● **Task instructions**:
Report each line of the rows below that contains the string "list", treating uppercase and lowercase as different.

● **Data supplied**:
_ _ _ _ _ _ _
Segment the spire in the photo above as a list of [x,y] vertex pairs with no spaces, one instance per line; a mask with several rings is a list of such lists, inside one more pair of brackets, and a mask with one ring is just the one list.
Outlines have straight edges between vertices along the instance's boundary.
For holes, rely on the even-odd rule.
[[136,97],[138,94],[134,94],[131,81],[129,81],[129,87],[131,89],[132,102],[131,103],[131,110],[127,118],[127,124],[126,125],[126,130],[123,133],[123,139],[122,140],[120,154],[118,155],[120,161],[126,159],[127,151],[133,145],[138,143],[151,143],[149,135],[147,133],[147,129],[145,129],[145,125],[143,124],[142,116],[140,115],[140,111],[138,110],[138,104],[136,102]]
_ _ _ _ _ _ _
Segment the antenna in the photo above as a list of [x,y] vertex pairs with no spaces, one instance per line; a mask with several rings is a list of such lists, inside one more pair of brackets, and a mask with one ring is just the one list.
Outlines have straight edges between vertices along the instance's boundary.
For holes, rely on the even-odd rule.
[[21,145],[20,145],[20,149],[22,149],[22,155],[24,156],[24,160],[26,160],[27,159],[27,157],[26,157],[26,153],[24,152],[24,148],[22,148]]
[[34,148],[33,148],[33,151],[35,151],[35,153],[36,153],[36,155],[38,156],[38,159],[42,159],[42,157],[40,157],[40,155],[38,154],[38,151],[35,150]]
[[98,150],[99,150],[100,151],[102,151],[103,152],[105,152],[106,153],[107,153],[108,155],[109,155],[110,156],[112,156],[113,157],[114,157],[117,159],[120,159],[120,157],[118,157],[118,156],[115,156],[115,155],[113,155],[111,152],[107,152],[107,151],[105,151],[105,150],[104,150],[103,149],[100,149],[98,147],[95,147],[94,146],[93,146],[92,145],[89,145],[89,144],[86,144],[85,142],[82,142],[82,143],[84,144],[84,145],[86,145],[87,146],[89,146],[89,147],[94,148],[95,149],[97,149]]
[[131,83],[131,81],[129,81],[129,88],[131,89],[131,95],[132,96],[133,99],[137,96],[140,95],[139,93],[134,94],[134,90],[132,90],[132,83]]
_ _ _ _ _ _ _
● **Exercise solution**:
Segment the spire in the photo above as a list of [x,y] vertex pairs with no spaces, one instance per line; a mask with several rings is a list of such lists, inside one more pair of brackets, and a mask with one ring is just the one list.
Segment the antenna in the photo above as a list of [x,y] vertex pairs with no spaces, one instance per line; a mask with several rings is a list of such lists, inside one more pair of brackets, and a mask with one ring is just the one list.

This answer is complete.